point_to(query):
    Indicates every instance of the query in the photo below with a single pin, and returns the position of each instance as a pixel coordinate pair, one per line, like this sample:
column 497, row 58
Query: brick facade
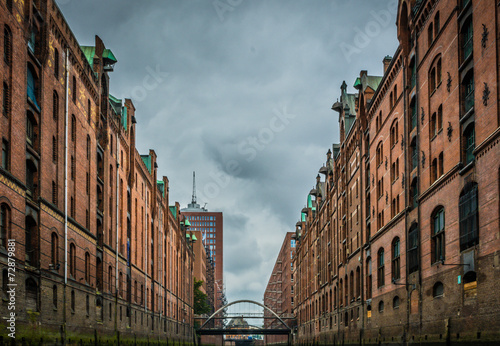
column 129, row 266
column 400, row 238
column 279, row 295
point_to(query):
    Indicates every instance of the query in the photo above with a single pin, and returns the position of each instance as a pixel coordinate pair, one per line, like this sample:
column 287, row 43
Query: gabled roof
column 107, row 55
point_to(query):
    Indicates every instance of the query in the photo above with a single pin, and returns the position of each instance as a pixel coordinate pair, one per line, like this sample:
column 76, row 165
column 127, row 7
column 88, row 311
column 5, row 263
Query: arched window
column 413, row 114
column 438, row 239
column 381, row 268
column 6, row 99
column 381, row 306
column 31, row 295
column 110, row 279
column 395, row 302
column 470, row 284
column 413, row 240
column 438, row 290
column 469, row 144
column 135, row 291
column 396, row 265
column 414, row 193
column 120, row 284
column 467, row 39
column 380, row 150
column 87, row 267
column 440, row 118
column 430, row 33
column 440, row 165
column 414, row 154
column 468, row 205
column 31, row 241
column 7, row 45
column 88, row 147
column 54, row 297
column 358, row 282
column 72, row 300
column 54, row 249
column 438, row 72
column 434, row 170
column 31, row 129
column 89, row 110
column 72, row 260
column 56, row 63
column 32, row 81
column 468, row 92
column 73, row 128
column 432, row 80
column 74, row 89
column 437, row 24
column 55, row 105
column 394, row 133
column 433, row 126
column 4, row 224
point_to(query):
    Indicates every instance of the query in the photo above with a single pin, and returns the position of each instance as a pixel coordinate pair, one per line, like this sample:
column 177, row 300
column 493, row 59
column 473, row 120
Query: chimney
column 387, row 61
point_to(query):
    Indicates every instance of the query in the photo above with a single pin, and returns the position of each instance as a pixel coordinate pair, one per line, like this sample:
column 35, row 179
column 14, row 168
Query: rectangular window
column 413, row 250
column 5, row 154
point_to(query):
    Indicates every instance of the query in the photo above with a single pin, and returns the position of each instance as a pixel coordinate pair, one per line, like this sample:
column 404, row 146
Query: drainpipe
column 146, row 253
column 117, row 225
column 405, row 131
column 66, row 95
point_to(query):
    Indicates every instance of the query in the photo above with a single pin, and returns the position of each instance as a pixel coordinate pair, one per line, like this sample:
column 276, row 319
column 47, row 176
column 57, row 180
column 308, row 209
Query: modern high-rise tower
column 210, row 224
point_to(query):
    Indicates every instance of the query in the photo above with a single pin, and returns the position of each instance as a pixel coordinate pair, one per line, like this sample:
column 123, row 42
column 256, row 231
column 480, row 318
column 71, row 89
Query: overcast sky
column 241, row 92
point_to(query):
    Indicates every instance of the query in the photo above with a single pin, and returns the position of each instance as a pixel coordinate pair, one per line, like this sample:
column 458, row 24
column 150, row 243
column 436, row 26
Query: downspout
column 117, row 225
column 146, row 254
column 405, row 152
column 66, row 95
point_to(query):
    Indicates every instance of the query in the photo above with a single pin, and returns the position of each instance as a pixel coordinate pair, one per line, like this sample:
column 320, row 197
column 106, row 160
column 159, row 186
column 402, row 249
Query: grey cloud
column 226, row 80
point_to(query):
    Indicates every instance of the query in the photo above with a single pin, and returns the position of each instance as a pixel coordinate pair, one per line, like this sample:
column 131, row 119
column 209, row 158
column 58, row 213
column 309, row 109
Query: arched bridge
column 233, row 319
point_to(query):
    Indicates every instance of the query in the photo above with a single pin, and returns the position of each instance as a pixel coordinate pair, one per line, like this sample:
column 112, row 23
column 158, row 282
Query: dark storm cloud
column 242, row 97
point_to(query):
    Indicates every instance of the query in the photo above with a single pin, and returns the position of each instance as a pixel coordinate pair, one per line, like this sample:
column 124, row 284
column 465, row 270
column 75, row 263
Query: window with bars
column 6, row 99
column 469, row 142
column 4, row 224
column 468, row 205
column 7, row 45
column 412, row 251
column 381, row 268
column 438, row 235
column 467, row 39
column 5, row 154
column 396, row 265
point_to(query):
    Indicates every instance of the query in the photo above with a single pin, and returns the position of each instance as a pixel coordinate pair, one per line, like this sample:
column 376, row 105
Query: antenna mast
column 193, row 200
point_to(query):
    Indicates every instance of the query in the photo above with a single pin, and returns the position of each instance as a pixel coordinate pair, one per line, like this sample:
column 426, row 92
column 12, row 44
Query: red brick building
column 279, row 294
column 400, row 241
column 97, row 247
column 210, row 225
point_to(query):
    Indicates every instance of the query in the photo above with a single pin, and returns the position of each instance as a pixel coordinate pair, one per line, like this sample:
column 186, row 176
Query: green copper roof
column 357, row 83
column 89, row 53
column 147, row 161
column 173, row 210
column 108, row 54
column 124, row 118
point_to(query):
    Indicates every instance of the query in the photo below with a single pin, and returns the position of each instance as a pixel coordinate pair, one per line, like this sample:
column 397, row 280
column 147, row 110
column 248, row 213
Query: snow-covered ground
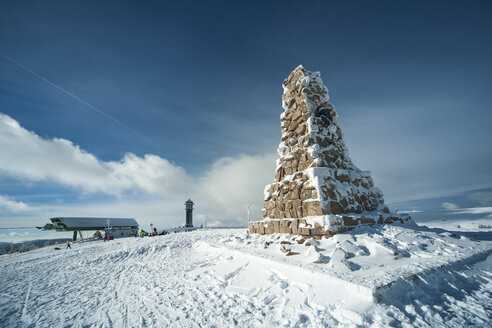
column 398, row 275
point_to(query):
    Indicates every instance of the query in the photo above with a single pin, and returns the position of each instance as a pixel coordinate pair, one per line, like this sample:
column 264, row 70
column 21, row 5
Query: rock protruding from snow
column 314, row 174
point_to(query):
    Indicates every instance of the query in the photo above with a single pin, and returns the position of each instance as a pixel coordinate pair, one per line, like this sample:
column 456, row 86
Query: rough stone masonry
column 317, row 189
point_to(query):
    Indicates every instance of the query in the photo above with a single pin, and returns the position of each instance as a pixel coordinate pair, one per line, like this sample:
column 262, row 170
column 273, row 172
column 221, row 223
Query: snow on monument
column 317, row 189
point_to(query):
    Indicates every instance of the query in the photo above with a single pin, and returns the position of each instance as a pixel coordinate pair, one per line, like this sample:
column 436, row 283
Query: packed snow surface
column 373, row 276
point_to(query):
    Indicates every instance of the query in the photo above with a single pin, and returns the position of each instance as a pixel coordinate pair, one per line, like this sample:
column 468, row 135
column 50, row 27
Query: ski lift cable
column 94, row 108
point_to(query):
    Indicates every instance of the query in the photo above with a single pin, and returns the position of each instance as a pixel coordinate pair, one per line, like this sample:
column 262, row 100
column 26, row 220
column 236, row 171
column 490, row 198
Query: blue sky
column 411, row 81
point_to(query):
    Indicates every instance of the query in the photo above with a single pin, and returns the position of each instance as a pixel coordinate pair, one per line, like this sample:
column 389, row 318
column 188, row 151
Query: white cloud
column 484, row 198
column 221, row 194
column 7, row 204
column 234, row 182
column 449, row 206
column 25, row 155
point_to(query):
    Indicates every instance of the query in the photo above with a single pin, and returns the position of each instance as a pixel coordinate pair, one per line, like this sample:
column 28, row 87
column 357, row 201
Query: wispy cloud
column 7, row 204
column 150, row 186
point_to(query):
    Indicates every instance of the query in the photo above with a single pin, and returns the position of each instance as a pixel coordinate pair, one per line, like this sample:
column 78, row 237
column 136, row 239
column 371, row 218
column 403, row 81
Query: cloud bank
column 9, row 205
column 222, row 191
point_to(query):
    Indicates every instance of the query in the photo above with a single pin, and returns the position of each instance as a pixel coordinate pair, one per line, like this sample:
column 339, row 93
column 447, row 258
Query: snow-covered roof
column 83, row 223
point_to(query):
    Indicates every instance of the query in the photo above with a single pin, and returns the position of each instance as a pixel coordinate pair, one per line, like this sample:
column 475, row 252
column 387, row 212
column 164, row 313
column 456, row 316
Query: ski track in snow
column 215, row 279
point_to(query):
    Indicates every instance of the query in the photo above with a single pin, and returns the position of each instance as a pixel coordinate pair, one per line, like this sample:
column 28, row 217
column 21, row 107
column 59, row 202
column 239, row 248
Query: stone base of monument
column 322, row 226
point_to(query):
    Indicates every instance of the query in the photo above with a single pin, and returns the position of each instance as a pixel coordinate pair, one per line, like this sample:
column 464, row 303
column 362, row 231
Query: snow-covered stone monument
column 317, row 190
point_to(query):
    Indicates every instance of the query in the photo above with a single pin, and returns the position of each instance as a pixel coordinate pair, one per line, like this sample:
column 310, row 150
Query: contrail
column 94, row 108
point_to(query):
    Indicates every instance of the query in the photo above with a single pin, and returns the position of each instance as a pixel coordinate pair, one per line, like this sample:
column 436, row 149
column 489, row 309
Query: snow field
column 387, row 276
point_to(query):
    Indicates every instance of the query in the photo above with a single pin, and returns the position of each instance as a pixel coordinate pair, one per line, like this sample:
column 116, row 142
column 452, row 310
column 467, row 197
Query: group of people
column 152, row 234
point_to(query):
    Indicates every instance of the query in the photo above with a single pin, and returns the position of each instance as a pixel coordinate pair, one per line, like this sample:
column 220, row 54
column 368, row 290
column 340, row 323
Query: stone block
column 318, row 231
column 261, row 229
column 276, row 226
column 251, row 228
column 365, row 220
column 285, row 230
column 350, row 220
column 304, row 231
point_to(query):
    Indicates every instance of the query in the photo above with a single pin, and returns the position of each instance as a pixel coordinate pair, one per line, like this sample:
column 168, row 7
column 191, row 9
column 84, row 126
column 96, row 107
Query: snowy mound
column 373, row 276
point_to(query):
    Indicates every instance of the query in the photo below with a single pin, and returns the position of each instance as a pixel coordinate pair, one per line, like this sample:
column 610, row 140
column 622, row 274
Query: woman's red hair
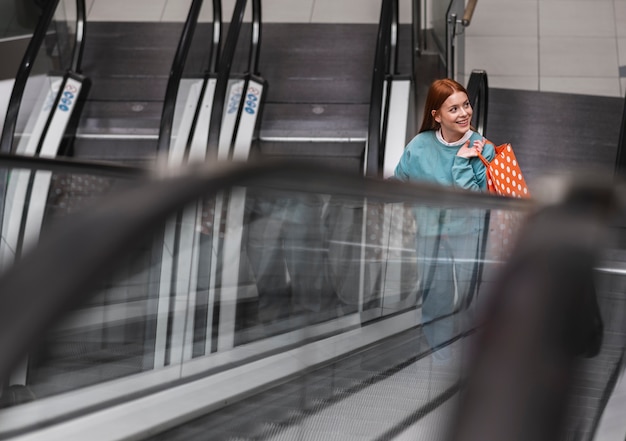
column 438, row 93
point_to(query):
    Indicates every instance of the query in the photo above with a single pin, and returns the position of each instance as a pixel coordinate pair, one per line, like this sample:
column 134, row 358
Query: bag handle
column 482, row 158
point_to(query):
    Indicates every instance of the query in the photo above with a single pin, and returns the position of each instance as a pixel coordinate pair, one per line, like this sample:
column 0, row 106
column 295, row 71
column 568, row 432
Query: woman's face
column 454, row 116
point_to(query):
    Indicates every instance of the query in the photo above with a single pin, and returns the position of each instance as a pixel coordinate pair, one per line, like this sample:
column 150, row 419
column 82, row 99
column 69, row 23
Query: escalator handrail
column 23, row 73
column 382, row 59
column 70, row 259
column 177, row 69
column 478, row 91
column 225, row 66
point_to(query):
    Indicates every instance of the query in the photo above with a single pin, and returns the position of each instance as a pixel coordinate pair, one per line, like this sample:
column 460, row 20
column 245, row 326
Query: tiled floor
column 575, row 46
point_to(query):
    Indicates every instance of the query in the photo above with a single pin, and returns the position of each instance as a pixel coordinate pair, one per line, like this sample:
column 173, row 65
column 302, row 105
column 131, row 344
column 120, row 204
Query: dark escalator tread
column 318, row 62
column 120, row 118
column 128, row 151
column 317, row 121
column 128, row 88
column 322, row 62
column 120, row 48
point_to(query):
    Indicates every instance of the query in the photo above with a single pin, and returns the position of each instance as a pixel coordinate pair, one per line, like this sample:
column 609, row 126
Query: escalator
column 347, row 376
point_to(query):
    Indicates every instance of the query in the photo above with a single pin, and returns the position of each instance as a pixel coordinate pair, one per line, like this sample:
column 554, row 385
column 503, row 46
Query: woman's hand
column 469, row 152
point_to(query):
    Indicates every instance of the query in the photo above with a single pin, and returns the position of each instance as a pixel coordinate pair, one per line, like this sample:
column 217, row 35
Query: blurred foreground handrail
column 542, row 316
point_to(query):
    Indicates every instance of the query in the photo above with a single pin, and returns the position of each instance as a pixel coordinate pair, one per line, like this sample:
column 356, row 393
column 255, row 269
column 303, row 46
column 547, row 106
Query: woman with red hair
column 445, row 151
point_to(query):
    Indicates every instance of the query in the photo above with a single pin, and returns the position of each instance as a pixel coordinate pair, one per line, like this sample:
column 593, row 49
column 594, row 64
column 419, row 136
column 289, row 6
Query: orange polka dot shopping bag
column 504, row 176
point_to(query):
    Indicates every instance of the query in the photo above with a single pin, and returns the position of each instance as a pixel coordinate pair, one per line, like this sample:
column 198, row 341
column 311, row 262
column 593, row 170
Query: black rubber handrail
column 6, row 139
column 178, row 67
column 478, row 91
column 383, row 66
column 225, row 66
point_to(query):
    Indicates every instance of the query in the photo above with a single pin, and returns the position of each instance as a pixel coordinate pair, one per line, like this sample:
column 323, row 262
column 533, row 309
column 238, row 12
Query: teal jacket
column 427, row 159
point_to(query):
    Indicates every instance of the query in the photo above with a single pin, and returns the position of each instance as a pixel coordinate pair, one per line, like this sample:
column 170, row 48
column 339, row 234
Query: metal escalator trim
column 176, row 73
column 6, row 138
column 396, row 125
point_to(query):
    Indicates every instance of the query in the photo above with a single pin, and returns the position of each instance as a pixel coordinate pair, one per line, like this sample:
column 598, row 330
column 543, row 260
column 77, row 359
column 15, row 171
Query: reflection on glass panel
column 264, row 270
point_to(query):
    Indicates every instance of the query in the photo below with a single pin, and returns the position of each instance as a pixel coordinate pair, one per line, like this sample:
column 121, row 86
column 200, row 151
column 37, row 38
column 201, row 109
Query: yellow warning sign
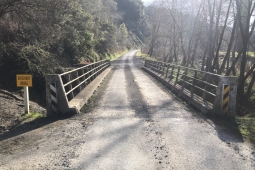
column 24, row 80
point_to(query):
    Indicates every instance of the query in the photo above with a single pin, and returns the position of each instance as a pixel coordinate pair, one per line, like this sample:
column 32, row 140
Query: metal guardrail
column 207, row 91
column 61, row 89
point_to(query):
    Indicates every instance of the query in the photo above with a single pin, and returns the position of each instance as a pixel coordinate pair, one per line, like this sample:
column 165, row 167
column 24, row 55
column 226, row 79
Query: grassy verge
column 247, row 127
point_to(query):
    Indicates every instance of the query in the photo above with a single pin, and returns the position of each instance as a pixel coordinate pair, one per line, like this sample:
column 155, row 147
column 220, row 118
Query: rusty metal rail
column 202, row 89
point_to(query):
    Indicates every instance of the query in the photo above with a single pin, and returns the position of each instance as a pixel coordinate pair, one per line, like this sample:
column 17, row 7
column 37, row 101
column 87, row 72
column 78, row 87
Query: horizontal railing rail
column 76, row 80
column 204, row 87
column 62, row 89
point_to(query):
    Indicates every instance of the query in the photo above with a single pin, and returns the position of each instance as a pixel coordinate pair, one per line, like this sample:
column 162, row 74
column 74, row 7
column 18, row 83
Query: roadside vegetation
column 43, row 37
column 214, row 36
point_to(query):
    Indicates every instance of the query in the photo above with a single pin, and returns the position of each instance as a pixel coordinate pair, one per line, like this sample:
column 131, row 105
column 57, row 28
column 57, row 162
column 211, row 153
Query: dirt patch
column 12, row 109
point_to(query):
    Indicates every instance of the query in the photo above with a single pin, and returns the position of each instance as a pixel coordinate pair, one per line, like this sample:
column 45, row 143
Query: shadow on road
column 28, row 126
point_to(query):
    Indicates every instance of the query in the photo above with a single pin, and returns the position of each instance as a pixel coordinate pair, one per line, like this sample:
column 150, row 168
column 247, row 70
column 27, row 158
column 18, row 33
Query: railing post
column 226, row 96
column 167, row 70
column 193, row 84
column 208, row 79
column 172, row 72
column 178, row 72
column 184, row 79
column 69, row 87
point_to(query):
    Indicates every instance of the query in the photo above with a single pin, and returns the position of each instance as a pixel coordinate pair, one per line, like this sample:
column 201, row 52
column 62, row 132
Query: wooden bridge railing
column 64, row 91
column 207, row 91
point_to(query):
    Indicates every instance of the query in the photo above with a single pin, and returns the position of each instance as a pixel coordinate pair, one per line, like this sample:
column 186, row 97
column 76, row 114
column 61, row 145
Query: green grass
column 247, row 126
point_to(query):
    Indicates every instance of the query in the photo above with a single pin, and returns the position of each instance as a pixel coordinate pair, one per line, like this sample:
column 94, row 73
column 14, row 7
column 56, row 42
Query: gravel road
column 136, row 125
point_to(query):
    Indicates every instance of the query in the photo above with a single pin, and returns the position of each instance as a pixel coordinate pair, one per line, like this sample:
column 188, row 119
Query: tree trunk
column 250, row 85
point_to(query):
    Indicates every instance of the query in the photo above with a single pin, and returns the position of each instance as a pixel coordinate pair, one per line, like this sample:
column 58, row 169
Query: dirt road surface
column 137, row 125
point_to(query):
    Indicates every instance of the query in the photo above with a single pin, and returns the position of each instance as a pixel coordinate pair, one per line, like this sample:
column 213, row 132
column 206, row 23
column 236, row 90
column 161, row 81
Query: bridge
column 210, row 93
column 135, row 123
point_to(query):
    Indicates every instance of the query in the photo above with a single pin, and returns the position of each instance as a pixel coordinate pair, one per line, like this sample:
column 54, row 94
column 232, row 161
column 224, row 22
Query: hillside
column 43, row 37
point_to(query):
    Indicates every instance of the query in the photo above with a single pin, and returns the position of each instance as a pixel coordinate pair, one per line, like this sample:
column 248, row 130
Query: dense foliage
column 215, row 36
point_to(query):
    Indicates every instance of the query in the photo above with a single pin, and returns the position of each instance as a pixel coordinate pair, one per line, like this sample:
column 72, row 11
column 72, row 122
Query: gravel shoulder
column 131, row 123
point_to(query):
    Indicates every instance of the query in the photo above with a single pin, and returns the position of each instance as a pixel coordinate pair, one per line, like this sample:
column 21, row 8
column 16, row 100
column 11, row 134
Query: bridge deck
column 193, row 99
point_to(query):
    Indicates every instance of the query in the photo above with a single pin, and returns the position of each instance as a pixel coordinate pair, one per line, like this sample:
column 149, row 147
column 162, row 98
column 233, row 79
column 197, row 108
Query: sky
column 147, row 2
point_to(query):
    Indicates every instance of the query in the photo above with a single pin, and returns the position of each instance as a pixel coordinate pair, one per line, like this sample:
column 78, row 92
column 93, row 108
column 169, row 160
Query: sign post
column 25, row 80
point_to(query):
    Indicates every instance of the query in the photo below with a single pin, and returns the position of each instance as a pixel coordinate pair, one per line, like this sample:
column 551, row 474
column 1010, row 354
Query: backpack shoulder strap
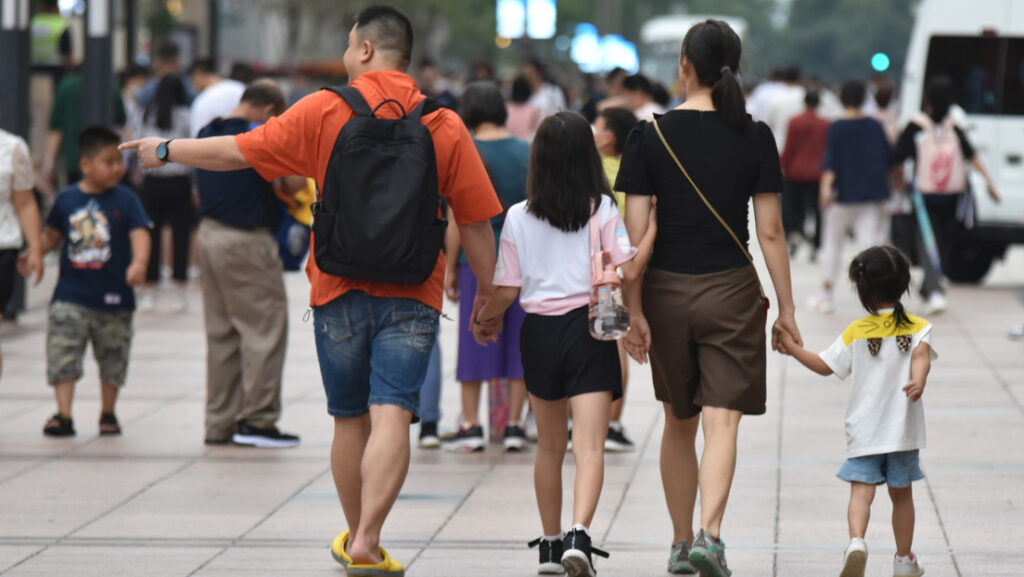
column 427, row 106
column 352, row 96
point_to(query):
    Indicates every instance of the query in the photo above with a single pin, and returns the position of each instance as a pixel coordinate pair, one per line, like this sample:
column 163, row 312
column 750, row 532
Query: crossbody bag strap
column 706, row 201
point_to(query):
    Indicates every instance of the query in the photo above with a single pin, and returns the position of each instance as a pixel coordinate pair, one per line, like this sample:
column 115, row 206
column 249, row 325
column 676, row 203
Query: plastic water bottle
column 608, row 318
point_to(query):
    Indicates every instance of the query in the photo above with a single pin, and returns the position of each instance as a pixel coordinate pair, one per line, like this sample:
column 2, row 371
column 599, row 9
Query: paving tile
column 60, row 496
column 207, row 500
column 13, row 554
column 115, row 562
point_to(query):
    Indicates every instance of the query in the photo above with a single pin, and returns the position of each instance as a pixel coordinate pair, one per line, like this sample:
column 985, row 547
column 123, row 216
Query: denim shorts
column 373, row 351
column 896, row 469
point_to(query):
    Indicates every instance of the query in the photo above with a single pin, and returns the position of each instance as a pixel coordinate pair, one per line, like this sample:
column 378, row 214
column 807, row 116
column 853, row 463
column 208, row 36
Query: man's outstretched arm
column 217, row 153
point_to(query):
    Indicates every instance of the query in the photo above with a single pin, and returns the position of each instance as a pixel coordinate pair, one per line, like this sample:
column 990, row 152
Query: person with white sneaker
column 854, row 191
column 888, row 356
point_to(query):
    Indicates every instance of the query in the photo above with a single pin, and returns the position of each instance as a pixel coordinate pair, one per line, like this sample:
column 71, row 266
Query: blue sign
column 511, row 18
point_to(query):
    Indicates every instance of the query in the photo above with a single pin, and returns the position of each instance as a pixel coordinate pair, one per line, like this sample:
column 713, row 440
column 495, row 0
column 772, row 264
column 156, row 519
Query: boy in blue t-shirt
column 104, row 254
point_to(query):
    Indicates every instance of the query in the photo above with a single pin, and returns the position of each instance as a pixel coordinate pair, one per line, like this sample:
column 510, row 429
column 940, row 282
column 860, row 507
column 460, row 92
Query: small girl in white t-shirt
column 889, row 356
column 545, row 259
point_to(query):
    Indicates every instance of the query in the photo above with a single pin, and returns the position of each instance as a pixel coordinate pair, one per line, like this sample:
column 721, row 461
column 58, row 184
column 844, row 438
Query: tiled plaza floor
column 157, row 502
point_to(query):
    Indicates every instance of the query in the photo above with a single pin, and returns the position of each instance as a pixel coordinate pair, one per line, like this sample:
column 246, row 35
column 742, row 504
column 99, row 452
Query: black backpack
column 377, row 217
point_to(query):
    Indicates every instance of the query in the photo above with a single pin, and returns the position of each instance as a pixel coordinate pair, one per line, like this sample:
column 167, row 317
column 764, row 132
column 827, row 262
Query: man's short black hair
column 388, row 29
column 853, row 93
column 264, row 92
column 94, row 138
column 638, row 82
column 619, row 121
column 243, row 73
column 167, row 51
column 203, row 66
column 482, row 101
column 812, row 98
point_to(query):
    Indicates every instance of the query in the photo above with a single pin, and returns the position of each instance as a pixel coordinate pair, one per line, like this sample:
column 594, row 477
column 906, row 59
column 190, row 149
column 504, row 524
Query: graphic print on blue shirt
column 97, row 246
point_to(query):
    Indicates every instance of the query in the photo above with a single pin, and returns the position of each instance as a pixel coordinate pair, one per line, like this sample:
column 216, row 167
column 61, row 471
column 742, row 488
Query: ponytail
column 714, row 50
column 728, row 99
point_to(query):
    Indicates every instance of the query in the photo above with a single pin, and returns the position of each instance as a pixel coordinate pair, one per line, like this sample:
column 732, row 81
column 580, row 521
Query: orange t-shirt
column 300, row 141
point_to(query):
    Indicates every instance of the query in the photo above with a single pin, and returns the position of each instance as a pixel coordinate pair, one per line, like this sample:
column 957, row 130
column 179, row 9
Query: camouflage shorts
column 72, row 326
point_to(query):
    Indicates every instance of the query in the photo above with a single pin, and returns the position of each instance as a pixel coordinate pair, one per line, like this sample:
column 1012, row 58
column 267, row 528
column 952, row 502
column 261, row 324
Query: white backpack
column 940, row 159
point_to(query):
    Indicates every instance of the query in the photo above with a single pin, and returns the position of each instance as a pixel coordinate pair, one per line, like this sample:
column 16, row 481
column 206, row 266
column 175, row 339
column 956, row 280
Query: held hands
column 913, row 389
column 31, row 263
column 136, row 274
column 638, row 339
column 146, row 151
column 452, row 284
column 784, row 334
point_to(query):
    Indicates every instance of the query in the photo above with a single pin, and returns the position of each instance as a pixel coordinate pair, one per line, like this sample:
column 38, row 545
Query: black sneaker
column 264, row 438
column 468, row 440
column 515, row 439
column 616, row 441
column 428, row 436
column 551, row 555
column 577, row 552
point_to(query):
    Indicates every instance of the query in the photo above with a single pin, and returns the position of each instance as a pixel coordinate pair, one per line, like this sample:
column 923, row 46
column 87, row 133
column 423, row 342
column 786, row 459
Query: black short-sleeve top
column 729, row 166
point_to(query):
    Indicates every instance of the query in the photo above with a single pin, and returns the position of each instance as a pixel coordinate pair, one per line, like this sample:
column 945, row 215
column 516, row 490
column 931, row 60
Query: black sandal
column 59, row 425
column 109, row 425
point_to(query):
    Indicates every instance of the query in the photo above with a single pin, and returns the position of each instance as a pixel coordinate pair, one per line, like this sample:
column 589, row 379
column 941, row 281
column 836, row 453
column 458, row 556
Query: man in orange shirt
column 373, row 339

********************

• TO DO
Only the lines from the start of the material to the line with "column 5, row 263", inclusive, belong in the answer, printed exactly and free of pictures.

• TASK RESULT
point_to(query):
    Indicates every instance of the query in the photo below with a single pin, and returns the position of each instance as a pixel coordinate pair, one per line, like this sample:
column 497, row 58
Query: brick facade
column 129, row 266
column 400, row 238
column 279, row 295
point_to(query):
    Indicates every instance of the query in the photo above with a single pin, and returns the position of each instance as a pixel coordinate pair, one per line, like this sample:
column 287, row 43
Query: gabled roof
column 107, row 55
point_to(query):
    Indicates every instance of the query in the photo above with a single pin, and returns the position of each instance as a pixel coordinate pair, one per line, like this sample:
column 76, row 165
column 127, row 7
column 88, row 311
column 5, row 263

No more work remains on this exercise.